Stated exercise:
Please copy out the lines of the material below word for word, starting at the line containing "Give the innermost point of each instance of the construction" and ending at the final line of the material.
------ Extracted information
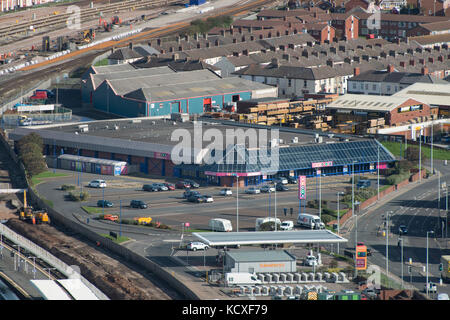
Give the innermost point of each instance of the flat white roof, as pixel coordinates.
(268, 237)
(50, 290)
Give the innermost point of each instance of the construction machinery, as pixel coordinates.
(26, 213)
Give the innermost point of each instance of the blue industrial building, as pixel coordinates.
(161, 91)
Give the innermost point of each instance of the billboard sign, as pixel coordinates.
(302, 187)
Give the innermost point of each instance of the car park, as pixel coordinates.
------------
Expected answer:
Give the innermost point of each instance of the construction machinery, as pixel coordinates.
(26, 213)
Give the innermost point of each instance of the blue industrial building, as pixel coordinates.
(161, 91)
Give the innermost point of each instance of the billboard sign, as pixel coordinates.
(302, 187)
Give the innermost point of each instance of the car park, as pixel coordinates.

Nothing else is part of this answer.